Your answer must consist of the lines running from the one that holds "of the tropical" to the end of the data, copied exactly.
----------------
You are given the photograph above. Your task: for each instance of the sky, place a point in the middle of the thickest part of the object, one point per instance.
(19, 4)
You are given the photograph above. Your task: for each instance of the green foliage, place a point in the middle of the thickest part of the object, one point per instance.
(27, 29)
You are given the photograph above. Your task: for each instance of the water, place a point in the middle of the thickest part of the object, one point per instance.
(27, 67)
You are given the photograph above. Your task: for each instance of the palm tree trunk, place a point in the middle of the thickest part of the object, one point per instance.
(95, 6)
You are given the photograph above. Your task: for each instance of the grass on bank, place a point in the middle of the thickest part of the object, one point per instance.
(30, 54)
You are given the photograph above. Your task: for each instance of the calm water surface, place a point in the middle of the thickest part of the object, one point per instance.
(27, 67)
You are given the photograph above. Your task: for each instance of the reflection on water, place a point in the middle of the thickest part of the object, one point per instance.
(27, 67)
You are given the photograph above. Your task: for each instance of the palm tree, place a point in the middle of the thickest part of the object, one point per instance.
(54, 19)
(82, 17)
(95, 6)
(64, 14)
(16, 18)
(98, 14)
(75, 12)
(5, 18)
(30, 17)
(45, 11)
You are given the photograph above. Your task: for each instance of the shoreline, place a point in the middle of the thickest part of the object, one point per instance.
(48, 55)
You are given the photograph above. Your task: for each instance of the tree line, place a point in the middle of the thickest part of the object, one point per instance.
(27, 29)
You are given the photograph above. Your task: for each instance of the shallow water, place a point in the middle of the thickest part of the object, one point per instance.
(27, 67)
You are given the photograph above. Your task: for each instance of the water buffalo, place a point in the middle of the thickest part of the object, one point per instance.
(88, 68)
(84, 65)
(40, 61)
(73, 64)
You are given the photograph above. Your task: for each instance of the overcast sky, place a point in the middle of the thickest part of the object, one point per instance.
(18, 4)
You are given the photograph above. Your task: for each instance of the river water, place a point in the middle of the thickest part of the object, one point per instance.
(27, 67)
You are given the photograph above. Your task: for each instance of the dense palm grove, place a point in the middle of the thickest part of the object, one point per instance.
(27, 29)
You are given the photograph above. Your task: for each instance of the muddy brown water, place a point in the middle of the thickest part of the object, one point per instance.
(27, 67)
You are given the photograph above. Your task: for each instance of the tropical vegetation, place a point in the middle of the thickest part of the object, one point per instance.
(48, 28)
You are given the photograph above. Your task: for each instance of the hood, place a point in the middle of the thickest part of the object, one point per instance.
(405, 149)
----------------
THE ANSWER:
You are given the photograph above. Your task: for each instance of the tropical vegetation, place a point in the middle of the thickest part of the object, one point per instance.
(48, 28)
You are given the photograph above. Your task: for each instance of the hood, place a point in the middle of the thickest part of the object, one point per instance.
(405, 149)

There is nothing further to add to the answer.